Last month, Unknown Country reported the views of technology heavyweights such as Elon Musk that artificial intelligence could be the most significant threat to the future of mankind. Now Stephen Hawking has added his voice to their ever-increasing concerns regarding the outcome of creating intelligent machines.

“The primitive forms of artificial intelligence we already have proved very useful, " said Hawking. but the I think the development of true artificial intelligence could spell the end of the human race.”

“Humans limited by slow biological evolution cannot compete and will be superseded.”

Hawking maintains that “once humans develop artificial intelligence, it will take off on its own and redesign itself at an ever-increasing rate.”

With such dire warnings regarding the dangers of artificial intelligence being echoed around the world by eminent experts, it seems that science has branched out in a new, but equally disturbing direction.

Researchers at the University of Rochester Medical Centre in New York have now begun to inject mice with human brain cells with the result that they become much more intelligent than their fellow rodents. The injected cells, known as glial cells, began to grow and multiply, replacing the counterpart cells in the host brains and causing them to become more human-like.

The researchers wrote: "After a few months we start to see the glial progenator cells being replaced by the human cells.

"The mouse glial progenator cells either die off or flee to the outer regions of the brain.

_Information provided_
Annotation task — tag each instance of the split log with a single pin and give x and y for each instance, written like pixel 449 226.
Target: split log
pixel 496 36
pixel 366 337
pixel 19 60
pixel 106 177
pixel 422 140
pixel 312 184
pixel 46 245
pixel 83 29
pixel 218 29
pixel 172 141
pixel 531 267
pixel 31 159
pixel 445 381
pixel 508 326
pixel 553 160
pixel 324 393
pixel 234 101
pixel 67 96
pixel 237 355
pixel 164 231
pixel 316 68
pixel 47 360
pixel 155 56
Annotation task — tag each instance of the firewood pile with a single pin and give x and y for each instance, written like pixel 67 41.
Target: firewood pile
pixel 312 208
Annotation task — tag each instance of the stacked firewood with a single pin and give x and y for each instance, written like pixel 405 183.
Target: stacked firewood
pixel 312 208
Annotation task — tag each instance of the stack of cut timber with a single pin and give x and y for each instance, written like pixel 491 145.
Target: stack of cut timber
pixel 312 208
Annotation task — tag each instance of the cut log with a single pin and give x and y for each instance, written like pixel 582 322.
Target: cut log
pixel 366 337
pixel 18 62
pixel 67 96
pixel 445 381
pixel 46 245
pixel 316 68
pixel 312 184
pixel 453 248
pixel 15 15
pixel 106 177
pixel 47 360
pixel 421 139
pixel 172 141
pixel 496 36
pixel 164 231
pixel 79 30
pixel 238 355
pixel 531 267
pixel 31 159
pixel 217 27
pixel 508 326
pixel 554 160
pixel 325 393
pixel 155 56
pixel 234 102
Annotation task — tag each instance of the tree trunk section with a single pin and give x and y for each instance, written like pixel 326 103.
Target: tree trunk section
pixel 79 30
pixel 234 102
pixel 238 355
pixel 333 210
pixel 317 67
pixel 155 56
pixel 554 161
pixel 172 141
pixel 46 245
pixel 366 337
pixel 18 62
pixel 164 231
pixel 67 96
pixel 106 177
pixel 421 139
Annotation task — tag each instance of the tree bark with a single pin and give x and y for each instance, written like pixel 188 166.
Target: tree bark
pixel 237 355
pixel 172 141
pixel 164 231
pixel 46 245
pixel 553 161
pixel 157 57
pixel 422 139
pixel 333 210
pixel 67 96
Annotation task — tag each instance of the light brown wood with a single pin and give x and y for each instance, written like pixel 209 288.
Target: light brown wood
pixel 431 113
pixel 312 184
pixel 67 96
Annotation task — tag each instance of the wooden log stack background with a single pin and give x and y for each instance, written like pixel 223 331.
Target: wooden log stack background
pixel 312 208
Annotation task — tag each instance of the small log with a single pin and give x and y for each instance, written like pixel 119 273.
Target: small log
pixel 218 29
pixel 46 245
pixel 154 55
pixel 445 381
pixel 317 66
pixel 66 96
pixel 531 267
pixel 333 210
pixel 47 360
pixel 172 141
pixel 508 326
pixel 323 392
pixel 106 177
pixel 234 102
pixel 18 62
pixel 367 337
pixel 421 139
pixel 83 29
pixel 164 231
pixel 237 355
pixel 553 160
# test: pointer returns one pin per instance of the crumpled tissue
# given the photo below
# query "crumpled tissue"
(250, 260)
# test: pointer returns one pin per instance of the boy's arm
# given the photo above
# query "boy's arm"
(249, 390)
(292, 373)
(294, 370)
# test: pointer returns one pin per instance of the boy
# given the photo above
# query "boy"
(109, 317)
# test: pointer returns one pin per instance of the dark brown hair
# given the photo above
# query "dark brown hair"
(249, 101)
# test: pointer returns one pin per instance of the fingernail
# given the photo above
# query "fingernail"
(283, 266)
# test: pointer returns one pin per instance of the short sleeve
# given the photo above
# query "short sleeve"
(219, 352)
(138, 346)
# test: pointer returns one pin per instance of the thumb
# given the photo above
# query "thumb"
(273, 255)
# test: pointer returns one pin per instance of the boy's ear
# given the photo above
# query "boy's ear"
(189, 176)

_What you will do_
Summarize the article above about artificial intelligence warnings and the mouse brain cell experiment in two sentences.

_Solution to this task_
Stephen Hawking has joined technology figures such as Elon Musk in warning that true artificial intelligence could end the human race, because it would redesign itself at an ever-increasing rate and humans, limited by slow biological evolution, could not compete. Meanwhile, researchers at the University of Rochester Medical Centre have injected mice with human glial cells, which multiplied and replaced the host cells, making the mice much more intelligent than other rodents.